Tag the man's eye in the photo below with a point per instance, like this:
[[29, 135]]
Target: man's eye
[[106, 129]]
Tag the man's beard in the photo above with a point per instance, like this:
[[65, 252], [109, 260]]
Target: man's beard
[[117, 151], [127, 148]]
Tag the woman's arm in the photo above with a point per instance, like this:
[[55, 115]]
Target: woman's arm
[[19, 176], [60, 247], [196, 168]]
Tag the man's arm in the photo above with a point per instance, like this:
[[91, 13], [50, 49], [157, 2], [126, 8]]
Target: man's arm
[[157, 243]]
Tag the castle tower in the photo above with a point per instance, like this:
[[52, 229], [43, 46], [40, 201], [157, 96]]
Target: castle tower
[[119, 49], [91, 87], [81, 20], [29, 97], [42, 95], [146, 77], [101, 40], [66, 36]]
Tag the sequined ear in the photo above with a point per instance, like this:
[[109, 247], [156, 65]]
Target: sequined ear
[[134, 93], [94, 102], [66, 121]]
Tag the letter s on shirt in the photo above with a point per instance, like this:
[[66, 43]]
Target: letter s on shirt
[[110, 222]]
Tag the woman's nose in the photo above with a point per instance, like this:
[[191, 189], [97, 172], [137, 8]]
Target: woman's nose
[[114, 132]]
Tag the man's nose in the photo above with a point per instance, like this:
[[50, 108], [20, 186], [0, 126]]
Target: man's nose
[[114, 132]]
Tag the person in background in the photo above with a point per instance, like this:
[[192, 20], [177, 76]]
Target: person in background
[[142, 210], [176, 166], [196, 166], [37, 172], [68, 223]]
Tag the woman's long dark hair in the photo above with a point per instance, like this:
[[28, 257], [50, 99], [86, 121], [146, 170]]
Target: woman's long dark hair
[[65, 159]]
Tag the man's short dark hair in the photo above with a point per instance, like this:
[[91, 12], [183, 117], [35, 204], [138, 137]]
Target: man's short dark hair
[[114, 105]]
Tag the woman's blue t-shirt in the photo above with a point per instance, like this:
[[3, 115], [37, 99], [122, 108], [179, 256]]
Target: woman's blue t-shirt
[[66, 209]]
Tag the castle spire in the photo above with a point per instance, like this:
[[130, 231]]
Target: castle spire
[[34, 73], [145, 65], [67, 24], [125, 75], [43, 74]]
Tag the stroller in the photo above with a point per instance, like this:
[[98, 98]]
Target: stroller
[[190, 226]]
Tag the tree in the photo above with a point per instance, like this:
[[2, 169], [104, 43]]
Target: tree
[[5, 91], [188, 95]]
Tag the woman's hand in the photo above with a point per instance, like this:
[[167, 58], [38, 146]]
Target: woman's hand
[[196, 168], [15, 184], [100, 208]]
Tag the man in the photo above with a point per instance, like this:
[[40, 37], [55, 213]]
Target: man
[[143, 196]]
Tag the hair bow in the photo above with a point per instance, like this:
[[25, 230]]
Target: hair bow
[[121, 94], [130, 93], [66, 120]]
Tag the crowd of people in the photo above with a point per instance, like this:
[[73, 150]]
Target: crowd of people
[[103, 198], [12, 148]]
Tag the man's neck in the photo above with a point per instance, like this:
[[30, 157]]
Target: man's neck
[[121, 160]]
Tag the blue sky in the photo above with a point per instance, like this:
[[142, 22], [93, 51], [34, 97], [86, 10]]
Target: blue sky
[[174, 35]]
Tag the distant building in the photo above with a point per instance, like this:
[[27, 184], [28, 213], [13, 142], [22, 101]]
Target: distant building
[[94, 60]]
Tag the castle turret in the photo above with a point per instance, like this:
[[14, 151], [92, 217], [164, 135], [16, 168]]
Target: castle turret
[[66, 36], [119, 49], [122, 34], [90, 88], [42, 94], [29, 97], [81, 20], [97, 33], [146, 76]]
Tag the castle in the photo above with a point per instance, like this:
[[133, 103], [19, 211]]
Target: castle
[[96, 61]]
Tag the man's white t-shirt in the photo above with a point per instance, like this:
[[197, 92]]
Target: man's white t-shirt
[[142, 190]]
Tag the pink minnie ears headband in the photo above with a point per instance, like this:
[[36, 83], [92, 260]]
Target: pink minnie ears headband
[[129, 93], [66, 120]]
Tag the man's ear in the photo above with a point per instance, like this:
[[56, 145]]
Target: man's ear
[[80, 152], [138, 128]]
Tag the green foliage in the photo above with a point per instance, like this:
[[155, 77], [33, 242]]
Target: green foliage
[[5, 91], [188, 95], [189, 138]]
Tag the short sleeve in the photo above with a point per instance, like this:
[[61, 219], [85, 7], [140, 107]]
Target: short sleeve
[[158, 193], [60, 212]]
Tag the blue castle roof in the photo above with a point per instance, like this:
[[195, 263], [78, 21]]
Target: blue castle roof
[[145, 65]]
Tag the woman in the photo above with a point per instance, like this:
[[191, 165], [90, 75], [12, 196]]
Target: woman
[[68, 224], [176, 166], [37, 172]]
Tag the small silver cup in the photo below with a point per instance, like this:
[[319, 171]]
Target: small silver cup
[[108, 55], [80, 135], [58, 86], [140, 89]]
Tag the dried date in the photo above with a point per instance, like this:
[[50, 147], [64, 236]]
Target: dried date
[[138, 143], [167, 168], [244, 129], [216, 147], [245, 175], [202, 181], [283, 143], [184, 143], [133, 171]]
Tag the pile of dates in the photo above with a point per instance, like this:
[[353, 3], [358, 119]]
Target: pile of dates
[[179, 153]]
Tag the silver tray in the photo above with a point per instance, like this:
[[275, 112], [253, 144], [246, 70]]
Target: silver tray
========================
Return each line in the records that holds the string "tray".

▸ Solution for this exercise:
Tag the silver tray in the photo above with a point per instance, like this:
Target: silver tray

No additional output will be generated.